● **抜粋**:
((

図2】本発明の実施形態に係る他の化粧シートの構造を示す断面図である。
図3】本発明の実施形態に係る他の化粧シートの構造を示す断面図である。
図4】酸化チタンのみを含有する白色シートの分光反射率を示すグラフである。
図5】青色顔料として、コバルトブルー、ウルトラマリンブルーをそれぞれ含有するシートの分光反射率を示すグラフである。
図6】同一の白色シートを、白下地、黒下地でそれぞれ測定した分光反射率を示すグラフである。
図7】実施例1~4、比較例1の分光反射率を示すグラフである。
【発明を実施するための形態】
【0011】
以下に、本発明の実施形態について図面を参照して説明する。
ここで、図面は模式的なものであり、厚さと平面寸法との関係、各層の厚さの比率等は現実のものとは異なる。また、以下に示す実施形態は、本発明の技術的思想を具体化するための構成を例示するものであって、本発明の技術的思想は、構成部品の材質、形状及び構造等を下記のものに特定するものでない。本発明の技術的思想は、特許請求の範囲に記載された請求項が規定する技術的範囲内において、種々の変更を加えることができる。
【0012】
「構成」
図1に示す実施形態の化粧シート1は、白色シート2だけの単層構造の場合の例である。また、本実施形態の白色シート2は、図2に示すように、無機顔料をポリプロピレン樹脂に混合してなる着色層3と、着色層3の少なくとも一方の面に形成され、ポリプロピレン樹脂からなるスキン層4とから構成されていてもよい。スキン層4は、着色層3に含まれる無機顔料がブリードし、製造工程において製造設備に付着し、製膜不良となることを防ぐ狙いがある。スキン層4には結晶化度を向上させるため、ナノサイズの造核剤を含有してもよい。結晶化度を向上させることにより、耐傷性が良化する。なお、本実施形態では、造核剤は、例えば、外膜で包含されてベシクル化した造核剤ベシクルの状態で含有されていてもよい。
【0013】
必要に応じて、白色シート2の一方の面に絵柄層5を形成(積層)して、意匠性を向上させてもよい。また、化粧シート1は、白色シート2の一方の面側に、透明樹脂層6及びトップコート層7の少なくとも一方の層が積層していてもよい。図3に例示した化粧シート1は、白色シート2の一方の面に、絵柄層5、透明樹脂層6及びトップコート層7がこの順に積層した例である。また、透明樹脂層6又はトップコート層7の一方が省略されていてもよい。また、絵柄層5を省略してもよい。

))

● **やること**:
a) 化粧シートの抜粋のうち、「図2】本発明の実施形態に係る他の化粧シートの構造を示す断面図である。」から「の変更を加えることができる。」までを、両端の語句も含めて一字一句そのまま書き写してください。
b) 化粧シートの抜粋の続きを、最後に示された文の後から書き足してください。

● **データ一覧**:
((

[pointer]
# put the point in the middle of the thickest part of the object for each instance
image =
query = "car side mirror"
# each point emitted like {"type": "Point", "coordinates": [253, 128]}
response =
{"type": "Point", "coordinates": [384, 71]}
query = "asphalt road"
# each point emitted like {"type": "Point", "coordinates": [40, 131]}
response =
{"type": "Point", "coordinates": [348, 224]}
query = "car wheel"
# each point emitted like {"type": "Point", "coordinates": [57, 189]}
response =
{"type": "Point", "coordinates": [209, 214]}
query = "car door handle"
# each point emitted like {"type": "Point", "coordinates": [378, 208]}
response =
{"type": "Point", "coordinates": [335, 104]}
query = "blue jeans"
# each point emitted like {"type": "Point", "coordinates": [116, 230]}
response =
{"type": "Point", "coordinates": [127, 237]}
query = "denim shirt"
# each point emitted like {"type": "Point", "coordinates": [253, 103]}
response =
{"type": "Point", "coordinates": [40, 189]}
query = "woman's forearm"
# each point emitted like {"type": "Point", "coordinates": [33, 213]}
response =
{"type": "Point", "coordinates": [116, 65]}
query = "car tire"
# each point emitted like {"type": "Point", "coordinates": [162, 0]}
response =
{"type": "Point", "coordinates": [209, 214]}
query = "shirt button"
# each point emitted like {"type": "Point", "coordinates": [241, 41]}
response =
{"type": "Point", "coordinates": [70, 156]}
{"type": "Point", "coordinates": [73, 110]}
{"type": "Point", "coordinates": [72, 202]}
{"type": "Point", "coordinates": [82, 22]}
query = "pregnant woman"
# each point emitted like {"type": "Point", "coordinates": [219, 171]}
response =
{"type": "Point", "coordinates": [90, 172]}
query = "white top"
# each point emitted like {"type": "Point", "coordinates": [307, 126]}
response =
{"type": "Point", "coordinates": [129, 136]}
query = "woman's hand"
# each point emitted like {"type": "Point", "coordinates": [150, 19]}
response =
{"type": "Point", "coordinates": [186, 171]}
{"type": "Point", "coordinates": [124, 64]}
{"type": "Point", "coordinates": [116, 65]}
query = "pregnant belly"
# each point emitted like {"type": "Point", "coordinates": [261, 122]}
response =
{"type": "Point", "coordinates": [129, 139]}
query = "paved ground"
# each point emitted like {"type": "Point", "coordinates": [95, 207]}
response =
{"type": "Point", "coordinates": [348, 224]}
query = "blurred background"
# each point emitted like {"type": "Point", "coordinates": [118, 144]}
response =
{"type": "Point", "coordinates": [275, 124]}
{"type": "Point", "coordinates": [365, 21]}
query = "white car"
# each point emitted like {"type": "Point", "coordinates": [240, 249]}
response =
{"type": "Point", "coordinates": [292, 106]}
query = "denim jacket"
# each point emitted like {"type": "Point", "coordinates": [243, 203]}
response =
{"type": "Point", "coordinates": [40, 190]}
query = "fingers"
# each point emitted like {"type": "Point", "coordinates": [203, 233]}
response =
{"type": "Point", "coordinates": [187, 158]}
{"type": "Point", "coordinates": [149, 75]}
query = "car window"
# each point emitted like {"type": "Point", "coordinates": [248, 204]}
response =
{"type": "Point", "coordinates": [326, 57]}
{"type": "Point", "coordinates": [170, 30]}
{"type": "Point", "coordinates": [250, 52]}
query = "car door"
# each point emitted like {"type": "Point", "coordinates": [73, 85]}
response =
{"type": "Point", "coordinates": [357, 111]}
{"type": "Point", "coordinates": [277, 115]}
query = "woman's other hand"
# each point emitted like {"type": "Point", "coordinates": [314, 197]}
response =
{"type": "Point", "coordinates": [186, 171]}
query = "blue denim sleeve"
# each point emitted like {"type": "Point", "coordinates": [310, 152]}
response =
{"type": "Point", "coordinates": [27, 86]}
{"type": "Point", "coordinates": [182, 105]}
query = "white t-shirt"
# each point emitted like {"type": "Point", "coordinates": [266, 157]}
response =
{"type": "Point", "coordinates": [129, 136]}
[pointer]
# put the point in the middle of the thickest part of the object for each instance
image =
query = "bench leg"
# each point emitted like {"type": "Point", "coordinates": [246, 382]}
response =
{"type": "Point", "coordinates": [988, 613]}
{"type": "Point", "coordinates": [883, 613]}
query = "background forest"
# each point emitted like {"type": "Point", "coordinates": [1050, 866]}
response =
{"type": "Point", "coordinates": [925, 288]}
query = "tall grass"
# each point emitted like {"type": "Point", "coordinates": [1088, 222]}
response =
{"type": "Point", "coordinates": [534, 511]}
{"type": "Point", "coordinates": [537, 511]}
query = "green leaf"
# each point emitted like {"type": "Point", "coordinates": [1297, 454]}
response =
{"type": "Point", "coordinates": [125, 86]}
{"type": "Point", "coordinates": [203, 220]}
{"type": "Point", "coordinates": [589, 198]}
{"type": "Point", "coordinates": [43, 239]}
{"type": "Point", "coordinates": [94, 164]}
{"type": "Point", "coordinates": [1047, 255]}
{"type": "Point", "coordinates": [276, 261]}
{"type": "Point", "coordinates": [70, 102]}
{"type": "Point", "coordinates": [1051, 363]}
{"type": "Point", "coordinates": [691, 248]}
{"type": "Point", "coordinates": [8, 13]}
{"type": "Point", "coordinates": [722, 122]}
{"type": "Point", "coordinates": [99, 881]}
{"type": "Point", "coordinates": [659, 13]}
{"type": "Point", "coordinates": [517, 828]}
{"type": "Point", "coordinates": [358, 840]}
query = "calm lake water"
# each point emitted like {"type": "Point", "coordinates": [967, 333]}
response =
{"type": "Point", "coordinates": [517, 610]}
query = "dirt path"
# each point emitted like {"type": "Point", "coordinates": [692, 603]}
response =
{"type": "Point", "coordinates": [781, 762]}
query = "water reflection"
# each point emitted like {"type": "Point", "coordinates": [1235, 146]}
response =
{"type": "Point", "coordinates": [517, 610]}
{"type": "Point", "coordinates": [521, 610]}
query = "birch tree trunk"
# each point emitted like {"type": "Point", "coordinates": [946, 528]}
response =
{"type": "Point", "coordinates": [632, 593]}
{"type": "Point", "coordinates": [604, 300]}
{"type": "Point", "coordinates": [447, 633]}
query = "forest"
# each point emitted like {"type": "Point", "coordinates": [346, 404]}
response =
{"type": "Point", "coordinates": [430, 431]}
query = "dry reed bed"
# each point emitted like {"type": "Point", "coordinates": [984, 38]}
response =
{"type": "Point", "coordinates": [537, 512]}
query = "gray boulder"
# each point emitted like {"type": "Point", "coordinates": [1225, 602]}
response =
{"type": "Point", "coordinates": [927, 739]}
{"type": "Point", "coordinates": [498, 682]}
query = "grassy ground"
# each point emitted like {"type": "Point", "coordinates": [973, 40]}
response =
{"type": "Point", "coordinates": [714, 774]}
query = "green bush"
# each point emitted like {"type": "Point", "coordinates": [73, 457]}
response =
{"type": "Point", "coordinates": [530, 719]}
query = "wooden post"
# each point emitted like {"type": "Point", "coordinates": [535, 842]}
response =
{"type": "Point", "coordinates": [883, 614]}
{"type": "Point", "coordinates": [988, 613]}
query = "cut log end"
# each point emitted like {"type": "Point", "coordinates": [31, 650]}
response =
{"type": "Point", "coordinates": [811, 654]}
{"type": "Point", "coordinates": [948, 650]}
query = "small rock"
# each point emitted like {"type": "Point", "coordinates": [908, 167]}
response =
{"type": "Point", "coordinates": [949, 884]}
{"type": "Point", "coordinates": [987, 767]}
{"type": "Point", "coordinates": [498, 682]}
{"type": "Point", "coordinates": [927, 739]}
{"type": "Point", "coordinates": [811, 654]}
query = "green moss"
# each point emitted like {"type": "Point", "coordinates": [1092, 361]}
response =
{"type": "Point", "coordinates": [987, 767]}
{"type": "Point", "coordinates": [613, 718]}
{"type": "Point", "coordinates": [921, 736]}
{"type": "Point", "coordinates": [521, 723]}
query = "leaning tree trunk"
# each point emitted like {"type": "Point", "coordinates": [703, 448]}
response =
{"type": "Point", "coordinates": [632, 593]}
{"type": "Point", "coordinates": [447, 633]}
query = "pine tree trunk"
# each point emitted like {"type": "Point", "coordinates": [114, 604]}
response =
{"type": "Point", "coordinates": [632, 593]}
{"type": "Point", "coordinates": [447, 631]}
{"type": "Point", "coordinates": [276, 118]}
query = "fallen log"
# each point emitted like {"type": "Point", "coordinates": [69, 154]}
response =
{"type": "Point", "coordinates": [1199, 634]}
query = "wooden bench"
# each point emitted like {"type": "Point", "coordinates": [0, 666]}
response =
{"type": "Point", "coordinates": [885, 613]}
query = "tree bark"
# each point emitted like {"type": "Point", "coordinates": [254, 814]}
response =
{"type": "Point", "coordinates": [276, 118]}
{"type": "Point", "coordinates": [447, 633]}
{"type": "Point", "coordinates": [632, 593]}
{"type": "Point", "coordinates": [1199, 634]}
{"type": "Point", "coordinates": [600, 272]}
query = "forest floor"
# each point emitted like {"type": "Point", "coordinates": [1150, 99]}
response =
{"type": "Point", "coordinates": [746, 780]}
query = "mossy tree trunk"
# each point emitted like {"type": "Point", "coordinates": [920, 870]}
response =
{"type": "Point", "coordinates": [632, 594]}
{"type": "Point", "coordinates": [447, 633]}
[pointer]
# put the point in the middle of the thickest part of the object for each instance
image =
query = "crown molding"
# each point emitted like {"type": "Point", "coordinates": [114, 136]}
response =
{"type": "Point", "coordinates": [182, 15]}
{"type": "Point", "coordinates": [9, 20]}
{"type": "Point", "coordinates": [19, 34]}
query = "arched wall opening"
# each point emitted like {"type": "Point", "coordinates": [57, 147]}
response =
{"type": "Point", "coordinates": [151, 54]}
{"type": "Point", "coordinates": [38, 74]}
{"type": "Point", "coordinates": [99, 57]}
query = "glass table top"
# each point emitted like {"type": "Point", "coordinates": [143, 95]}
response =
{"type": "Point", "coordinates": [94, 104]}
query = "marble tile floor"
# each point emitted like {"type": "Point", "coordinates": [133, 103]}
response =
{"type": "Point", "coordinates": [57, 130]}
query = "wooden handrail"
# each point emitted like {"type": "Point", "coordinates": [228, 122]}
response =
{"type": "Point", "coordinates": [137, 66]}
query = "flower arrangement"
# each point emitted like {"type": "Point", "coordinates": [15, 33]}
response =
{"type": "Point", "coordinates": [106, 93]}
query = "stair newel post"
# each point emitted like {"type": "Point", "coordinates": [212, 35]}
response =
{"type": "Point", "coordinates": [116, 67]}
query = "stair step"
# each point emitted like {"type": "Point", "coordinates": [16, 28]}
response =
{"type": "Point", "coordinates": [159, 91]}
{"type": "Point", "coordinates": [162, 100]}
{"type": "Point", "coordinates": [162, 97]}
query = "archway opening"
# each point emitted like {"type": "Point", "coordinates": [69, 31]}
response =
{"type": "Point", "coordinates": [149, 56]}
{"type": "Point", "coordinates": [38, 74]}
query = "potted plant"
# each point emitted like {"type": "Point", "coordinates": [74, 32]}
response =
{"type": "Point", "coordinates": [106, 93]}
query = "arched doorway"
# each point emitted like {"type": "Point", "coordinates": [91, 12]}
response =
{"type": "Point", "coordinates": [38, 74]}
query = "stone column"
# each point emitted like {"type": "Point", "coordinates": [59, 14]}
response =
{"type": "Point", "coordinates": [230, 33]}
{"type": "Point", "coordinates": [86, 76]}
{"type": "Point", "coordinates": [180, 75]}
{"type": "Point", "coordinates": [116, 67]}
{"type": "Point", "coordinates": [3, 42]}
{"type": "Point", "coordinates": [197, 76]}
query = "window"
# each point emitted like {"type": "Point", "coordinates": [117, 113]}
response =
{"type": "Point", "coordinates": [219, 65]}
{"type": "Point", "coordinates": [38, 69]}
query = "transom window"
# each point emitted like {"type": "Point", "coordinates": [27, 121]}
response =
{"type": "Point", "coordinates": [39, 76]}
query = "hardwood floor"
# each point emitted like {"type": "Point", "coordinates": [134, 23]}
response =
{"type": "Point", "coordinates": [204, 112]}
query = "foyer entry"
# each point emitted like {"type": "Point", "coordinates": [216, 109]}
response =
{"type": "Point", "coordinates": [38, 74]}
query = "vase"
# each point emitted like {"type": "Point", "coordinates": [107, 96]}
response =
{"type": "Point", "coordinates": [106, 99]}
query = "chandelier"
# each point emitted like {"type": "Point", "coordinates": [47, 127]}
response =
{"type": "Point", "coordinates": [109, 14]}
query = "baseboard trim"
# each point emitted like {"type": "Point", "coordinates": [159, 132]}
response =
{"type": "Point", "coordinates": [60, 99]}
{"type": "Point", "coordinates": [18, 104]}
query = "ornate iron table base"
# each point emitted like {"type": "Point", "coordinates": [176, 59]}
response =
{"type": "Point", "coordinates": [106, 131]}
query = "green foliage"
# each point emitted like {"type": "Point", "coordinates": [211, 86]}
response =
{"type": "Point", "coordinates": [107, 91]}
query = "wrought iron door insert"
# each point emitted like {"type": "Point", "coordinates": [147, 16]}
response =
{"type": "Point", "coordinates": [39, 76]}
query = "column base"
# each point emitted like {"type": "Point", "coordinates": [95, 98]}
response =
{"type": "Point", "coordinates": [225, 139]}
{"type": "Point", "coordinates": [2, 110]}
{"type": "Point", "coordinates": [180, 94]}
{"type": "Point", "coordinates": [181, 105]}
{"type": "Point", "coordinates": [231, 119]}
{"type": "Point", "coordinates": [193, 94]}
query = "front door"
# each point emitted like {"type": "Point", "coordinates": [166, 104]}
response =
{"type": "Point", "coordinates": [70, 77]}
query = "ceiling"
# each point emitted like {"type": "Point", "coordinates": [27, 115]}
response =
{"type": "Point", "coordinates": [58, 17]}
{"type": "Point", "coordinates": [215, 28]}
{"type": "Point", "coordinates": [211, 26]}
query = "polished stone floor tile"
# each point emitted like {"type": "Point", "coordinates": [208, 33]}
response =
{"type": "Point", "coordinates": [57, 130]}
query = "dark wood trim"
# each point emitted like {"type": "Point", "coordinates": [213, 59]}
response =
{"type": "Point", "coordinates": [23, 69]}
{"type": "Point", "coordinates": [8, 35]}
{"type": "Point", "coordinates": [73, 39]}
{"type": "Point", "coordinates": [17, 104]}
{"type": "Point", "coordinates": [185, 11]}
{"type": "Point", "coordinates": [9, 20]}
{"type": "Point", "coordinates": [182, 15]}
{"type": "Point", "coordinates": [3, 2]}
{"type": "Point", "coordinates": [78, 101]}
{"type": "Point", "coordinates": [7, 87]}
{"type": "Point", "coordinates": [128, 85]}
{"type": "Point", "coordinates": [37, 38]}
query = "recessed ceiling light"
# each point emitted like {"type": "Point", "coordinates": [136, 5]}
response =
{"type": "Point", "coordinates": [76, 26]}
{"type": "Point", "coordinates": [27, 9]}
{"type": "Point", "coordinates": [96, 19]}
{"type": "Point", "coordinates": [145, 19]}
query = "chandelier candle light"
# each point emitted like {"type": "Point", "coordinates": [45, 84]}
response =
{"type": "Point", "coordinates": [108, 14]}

))

● **回答**:
a)
図2】本発明の実施形態に係る他の化粧シートの構造を示す断面図である。
図3】本発明の実施形態に係る他の化粧シートの構造を示す断面図である。
図4】酸化チタンのみを含有する白色シートの分光反射率を示すグラフである。
図5】青色顔料として、コバルトブルー、ウルトラマリンブルーをそれぞれ含有するシートの分光反射率を示すグラフである。
図6】同一の白色シートを、白下地、黒下地でそれぞれ測定した分光反射率を示すグラフである。
図7】実施例1~4、比較例1の分光反射率を示すグラフである。
【発明を実施するための形態】
【0011】
以下に、本発明の実施形態について図面を参照して説明する。
ここで、図面は模式的なものであり、厚さと平面寸法との関係、各層の厚さの比率等は現実のものとは異なる。また、以下に示す実施形態は、本発明の技術的思想を具体化するための構成を例示するものであって、本発明の技術的思想は、構成部品の材質、形状及び構造等を下記のものに特定するものでない。本発明の技術的思想は、特許請求の範囲に記載された請求項が規定する技術的範囲内において、種々の変更を加えることができる。

b)
【0014】
ここで、透明樹脂層6及びトップコート層7の少なくとも一方の層には、意匠性の要求によっては、エンボスによる凹凸模様(エンボス模様6a)を付与してもよい。エンボス模様6aには、インキを埋め込み、さらに意匠性を向上させることも可能である。また、絵柄層5と透明樹脂層6との密着性に問題があれば接着性樹脂層6bを適宜設けても構わない。接着性樹脂層6bを設ける場合、透明樹脂層6と接着性樹脂層6bとの共押出法で形成する。接着性樹脂層6bは、例えば、ポリプロピレン、ポリエチレン、アクリル系等の樹脂に酸変性を施したもので形成されてもよい。接着性樹脂層6bの厚さは、接着力向上の目的から2μm以上であることが望ましい。更に、耐傷性等の要求から、透明樹脂層6及びトップコート層7の少なくとも一方の層を複数層積層することも可能であり、その他、公知の他の層を配置する構成としてもよい。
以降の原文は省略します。